THAT FASTBALL HAD brought Robinson from AA ball to a 14-6 record in his rookie season, 1978, and had Tanner gushing about "another Tom Seaver." Sadly, that fastball also may have brought him the shoulder pain that threatened his career and the Pirates' hopes for a run of division championships.
Just how badly do the Pirates need him? Bert Blyleven is 3-7, John Candelana 5-8, Bill Madlock is hitting .238. Dave Parker .282 and Willie Stargell is on the disabled list with a pulled leg muscle. That tells you much of what you need to know about why there still is a National League East race, and why the World Champions came into yesterday's game with the Phils 2½ games out of first.
Robinson began the season on the disabled list. "It hurt so bad. I couldn't throw," he said. He then graduated to sliders, spent some time in the bullpen and did a little worrying.
"I'd had elbow surgery in 1977," said Robinson after he had come within two outs and a pulled groin muscle of a complete-game 7-3 victory over the Phils yesterday at the Vet. "They told me I'd have no problems with that. But the shoulder, yeah, it had me concerned. There's a lot more muscle in there, a lot more stuff that could go wrong.
"You can’t come back from these things too fast because you don't want to hurt your arm even more. So I threw, sliders and sinkers. Here I was trying to spot the ball and I had no idea what to do. I never threw sinkers and sliders before in my life. It messed up my curveball so bad I lost it completely.
"THEY TOLD ME IT would come around. I just had to wait for it to pop. It finally did a couple of weeks ago in Montreal. It's fine now. It doesn't bother me at all. I feel like my shoulder problems are over."
"It was the best game I've ever seen him pitch," said Tanner. The Pirates" manager occasionally lapses into overstatement, but what he saw yesterday was enough to make Tanner hope he's found an effective second-half complement to the 11-1 Jim Bibby. "He had an outstanding fastball, a sharp curve and good control." said Tanner. "A healthy Don Robinson could be the difference in us winning the division again.
"Last year (when Robinson was 8-8), when he had a sore arm, J was still getting a good two or three innings out of him. In Cincinnati (in the playoffs) he did the job for us that put us in the Series."

**Problem details**
From the article about pitcher Don Robinson, copy the passage starting at "THAT FASTBALL HAD" and ending at "out of first.". The material plays no part in this work.

**Raw data**
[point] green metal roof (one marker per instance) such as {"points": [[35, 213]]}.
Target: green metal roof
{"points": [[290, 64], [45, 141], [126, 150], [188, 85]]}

**Response to this exercise**
THAT FASTBALL HAD brought Robinson from AA ball to a 14-6 record in his rookie season, 1978, and had Tanner gushing about "another Tom Seaver." Sadly, that fastball also may have brought him the shoulder pain that threatened his career and the Pirates' hopes for a run of division championships.
Just how badly do the Pirates need him? Bert Blyleven is 3-7, John Candelana 5-8, Bill Madlock is hitting .238. Dave Parker .282 and Willie Stargell is on the disabled list with a pulled leg muscle. That tells you much of what you need to know about why there still is a National League East race, and why the World Champions came into yesterday's game with the Phils 2½ games out of first.